*** Opening of Material for this exercise ***

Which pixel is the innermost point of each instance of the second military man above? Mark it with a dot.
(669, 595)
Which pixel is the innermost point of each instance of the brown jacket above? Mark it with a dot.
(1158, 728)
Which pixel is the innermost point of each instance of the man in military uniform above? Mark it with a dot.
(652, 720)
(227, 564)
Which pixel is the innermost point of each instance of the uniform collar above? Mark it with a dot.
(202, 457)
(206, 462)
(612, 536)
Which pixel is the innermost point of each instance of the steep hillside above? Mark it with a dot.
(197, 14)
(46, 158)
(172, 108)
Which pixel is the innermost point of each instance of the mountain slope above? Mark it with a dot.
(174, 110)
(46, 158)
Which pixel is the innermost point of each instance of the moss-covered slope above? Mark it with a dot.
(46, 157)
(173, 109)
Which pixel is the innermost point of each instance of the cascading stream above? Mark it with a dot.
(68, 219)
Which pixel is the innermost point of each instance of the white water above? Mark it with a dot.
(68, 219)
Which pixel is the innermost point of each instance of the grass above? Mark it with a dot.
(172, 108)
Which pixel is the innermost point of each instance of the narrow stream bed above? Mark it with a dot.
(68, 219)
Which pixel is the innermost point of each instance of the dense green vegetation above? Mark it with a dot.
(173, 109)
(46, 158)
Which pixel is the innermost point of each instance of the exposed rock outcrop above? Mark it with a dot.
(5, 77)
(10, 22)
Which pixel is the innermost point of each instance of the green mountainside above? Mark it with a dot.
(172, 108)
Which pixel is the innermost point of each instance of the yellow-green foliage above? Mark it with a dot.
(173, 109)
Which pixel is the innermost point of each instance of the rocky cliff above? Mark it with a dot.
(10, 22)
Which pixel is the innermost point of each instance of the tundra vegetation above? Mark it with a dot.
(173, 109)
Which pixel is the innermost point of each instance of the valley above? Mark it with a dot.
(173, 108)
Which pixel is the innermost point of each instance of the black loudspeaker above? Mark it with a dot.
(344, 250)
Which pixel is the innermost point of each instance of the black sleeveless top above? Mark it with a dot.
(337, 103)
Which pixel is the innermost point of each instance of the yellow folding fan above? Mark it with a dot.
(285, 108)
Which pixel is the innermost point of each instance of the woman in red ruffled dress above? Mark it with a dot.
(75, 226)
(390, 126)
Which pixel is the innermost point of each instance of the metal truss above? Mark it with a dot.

*** Close of Material for this exercise ***

[Task requirements]: Without changing a single character, repeat each record.

[Output]:
Which pixel is the innermost point of each instance of the second military man above? Mark it with a dot.
(669, 595)
Which pixel is the innermost point of each instance of the brown jacket above? Mark it with a dot.
(1158, 728)
Which pixel is the innermost point of each instance of the man in military uniform above? Mark it with a dot.
(652, 720)
(227, 564)
Which pixel is the innermost point of each instance of the uniform collar above? Mark it with a dot.
(202, 457)
(206, 462)
(612, 536)
Which pixel is the innermost point of each instance of the steep hillside above? Mark it with a dot.
(197, 14)
(46, 158)
(172, 108)
Which pixel is the innermost point of each instance of the mountain slope above? Mark it with a dot.
(174, 110)
(46, 158)
Which pixel is the innermost point of each instance of the moss-covered slope above? Mark it with a dot.
(46, 157)
(173, 109)
Which pixel is the innermost point of each instance of the cascading stream above? Mark it with a dot.
(68, 219)
Which pixel is the innermost point of each instance of the white water above? Mark it with a dot.
(68, 219)
Which pixel is the innermost point of each instance of the grass above? Mark it with a dot.
(172, 108)
Which pixel is the innermost point of each instance of the narrow stream bed above? Mark it with a dot.
(68, 219)
Which pixel is the innermost point of each instance of the dense green vegetation above? Mark it with a dot.
(173, 109)
(46, 158)
Which pixel is the innermost point of each instance of the exposed rock outcrop above? Mark it with a dot.
(5, 77)
(10, 22)
Which pixel is the innermost point of each instance of the green mountainside above? Mark it with a dot.
(172, 108)
Which pixel is the innermost point of each instance of the yellow-green foliage above? Mark it with a dot.
(173, 109)
Which pixel is the innermost point of each instance of the rocky cliff above? Mark it with a dot.
(10, 22)
Which pixel is the innermost point of each instance of the tundra vegetation above? Mark it with a dot.
(173, 109)
Which pixel is the innermost point of each instance of the valley above? Mark it with a dot.
(173, 108)
Which pixel is the innermost point of each instance of the black loudspeaker above? Mark it with a dot.
(344, 250)
Which pixel is the innermost point of each instance of the black sleeveless top above? Mark it with a dot.
(337, 103)
Which pixel is the innermost point of each instance of the yellow folding fan above? Mark it with a dot.
(285, 108)
Which pixel is the innermost point of each instance of the woman in red ruffled dress above? Mark it with a dot.
(75, 226)
(390, 126)
Which pixel is the innermost point of each instance of the metal truss above? Mark it with a dot.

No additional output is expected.